Your objective: Pull out every line below containing the word "beach".

====== Data for review

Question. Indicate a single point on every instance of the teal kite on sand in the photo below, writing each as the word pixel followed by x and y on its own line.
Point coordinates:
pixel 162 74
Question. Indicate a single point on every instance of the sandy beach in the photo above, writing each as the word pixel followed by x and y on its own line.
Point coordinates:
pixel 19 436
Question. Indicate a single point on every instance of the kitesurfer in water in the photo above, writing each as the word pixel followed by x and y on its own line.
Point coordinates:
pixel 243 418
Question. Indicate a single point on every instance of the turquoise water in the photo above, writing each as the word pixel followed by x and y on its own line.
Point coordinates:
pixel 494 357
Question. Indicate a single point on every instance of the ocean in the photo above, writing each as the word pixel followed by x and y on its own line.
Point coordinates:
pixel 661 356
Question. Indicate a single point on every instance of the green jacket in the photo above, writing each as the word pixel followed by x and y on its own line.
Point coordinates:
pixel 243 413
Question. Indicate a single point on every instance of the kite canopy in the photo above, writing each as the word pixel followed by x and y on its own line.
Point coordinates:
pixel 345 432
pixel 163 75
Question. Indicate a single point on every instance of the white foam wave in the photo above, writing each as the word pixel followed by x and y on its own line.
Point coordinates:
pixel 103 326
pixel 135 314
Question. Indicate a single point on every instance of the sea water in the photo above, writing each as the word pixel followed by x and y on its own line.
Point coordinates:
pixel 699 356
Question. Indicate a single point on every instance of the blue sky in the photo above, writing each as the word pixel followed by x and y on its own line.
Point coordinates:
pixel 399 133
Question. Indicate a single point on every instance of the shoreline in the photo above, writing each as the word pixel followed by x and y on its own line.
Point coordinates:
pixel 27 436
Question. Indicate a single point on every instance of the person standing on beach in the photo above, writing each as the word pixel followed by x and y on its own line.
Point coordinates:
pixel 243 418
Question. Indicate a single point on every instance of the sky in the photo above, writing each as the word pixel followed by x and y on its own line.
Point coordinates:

============

Task solution:
Question. Indicate a single point on every instance of the sandy beach in the photo above, writing each as the word pixel followed by x and y on its own line.
Question. Indicate a single point on every instance of the person standing on beach in the photo above, writing each as the word pixel followed by x and y on its own line.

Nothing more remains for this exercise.